Kabaka/Buganda calls off Kayunga trip

SECOND FLOOR - News just in! Buganda has issued a statement calling off the trip. They say they have failed to get guarantees for the Kabaka's safety. He who owns the guns calls the shots. Discuss.

3 Comments:

Blogger snottyganda said...

surely he could have ended with FOR GOD and MY Country. A statement that would have resonated a cunning but serious aligence to UGANDA.

4:12 pm  
Blogger Unknown said...

Apropos of the previous post and this one, and taking everything in the president's speech at face-value, I must say I agree with His Excellency.

In order to become a prominent kingdom, Buganda conquered smaller tribal groups, absorbing them and taking away (by force, mind you) their sovereignity. There are certain members of these tribes who still live today and have long memories.

So, if Buganda wants to be independent from Uganda (because let's face it, this is really what this tug-of-war between Mengo and central govt is all about), is it inconceivable to the folks at Mengo that these smaller tribes whose kingdoms they raided will also clamour for independence from Buganda? Their own "federo"? Or at the very least, that they will want to publicly demand for their sovereignity back?

The whole concept of several small cultural institutions co-existing with a modern government is, in my opinion, impossible and a complete waste of time and energy. These days, nobody wants anybody to be the boss of them and because we live in a democracy, anyone can rebel against the Kabaka and the rest of his club in a court of law.

Servitude has no place in a democracy where we choose the leaders we want. In principle that is. So what then is the role of these chiefdoms? To remind us of our heydays before colonialism? To provide a medium for sequestering ever-diminishing resources in the hands of one tribe? If only ordinary Ugandans applied the same fervor and ingenuity they have for their tribes and kings to dragging themselves out of poverty...

» Dataset extract:
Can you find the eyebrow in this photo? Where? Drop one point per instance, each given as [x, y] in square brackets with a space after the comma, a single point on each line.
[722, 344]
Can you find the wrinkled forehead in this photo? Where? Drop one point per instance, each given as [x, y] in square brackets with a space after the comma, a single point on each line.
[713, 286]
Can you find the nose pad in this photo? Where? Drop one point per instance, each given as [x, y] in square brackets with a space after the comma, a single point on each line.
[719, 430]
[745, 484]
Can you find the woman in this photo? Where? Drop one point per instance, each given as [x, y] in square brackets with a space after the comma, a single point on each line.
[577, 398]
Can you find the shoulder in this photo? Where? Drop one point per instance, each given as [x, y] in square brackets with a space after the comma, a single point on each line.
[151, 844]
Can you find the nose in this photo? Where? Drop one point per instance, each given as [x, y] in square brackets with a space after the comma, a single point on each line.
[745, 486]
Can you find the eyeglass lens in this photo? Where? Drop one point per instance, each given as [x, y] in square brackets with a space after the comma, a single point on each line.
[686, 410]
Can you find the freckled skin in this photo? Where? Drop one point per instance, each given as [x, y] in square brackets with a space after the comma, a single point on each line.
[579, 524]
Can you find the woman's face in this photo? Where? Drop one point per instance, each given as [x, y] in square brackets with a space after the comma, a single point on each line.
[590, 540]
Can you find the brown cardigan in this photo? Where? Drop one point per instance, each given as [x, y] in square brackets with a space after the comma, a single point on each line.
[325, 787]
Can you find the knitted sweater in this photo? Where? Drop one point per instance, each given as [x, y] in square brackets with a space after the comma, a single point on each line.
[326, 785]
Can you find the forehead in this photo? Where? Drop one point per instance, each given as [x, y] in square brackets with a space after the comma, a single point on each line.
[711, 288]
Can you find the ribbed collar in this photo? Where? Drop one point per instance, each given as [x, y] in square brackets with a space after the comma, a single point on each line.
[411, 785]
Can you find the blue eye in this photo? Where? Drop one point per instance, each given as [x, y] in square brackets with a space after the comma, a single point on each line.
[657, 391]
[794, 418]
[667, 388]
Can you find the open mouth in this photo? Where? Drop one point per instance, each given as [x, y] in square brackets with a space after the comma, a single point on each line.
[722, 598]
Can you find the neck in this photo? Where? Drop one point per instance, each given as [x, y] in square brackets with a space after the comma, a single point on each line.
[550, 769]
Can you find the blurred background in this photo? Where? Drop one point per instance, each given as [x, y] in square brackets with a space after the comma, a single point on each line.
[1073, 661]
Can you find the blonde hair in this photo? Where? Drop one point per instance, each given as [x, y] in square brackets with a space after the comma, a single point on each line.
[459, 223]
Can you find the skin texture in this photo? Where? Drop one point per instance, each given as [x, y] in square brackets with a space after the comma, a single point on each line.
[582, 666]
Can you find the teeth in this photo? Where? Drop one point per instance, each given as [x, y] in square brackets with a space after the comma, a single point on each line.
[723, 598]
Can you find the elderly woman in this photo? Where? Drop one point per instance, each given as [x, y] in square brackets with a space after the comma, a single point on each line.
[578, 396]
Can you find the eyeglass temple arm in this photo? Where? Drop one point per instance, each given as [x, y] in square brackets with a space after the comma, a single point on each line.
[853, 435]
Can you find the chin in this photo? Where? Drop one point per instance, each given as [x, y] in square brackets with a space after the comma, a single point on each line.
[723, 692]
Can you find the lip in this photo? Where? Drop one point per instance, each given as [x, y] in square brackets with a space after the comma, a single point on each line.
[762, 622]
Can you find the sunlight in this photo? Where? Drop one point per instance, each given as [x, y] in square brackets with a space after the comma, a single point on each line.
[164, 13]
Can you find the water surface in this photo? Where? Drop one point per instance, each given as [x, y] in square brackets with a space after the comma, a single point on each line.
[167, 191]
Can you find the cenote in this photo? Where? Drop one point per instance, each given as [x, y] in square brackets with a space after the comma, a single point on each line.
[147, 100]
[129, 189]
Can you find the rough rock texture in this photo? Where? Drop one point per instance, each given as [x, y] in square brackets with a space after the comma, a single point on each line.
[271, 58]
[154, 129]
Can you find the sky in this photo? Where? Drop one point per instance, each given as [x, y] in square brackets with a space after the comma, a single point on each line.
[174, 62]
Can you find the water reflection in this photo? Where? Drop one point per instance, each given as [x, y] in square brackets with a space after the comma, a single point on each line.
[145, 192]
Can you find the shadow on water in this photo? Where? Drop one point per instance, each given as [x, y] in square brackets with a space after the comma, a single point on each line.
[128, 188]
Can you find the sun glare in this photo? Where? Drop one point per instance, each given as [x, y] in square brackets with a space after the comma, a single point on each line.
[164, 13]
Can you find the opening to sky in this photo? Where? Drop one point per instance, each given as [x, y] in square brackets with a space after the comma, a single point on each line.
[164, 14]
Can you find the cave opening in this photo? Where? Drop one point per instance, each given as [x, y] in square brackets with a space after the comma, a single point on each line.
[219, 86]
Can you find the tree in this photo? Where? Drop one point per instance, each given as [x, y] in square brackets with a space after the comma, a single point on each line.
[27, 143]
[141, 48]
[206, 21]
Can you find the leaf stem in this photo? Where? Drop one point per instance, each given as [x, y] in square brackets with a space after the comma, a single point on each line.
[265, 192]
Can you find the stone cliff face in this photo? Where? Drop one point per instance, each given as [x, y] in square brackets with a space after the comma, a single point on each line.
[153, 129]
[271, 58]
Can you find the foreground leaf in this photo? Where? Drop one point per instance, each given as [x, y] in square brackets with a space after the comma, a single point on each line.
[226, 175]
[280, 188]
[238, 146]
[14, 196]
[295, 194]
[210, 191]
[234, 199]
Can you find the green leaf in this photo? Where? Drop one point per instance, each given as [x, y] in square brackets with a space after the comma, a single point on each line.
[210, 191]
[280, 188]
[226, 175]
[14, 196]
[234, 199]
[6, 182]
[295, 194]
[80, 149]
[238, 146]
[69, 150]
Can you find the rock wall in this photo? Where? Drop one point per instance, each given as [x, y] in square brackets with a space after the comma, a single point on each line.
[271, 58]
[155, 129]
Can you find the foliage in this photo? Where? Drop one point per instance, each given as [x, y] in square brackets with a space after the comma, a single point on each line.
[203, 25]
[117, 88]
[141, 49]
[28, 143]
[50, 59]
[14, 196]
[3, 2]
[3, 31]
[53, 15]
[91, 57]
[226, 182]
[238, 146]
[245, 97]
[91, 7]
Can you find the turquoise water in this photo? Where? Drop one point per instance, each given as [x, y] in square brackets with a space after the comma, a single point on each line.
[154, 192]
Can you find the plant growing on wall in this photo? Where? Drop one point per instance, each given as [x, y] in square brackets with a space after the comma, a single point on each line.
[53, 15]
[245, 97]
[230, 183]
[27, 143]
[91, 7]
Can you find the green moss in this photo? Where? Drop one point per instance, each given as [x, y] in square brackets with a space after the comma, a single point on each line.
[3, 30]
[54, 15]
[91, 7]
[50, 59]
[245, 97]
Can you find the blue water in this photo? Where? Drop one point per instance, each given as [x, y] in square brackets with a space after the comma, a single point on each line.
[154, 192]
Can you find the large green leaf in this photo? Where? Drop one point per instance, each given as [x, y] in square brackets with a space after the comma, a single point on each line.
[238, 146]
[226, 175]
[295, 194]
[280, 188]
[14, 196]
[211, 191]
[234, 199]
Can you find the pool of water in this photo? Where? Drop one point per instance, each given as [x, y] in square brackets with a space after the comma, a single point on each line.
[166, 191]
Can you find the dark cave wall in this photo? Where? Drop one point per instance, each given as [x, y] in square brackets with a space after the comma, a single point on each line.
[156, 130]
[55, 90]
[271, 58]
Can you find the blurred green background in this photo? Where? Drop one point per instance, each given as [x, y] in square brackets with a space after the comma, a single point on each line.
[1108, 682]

» Written instruction 1: From the Kayunga trip post, quote everything from "So, if Buganda" down to "their sovereignity back?".
» Written instruction 2: List every sentence in the Kayunga trip post that ends with a question mark.

» Final result 1:
So, if Buganda wants to be independent from Uganda (because let's face it, this is really what this tug-of-war between Mengo and central govt is all about), is it inconceivable to the folks at Mengo that these smaller tribes whose kingdoms they raided will also clamour for independence from Buganda? Their own "federo"? Or at the very least, that they will want to publicly demand for their sovereignity back?

» Final result 2:
1. So, if Buganda wants to be independent from Uganda (because let's face it, this is really what this tug-of-war between Mengo and central govt is all about), is it inconceivable to the folks at Mengo that these smaller tribes whose kingdoms they raided will also clamour for independence from Buganda?
2. Their own "federo"?
3. Or at the very least, that they will want to publicly demand for their sovereignity back?
4. So what then is the role of these chiefdoms?
5. To remind us of our heydays before colonialism?
6. To provide a medium for sequestering ever-diminishing resources in the hands of one tribe?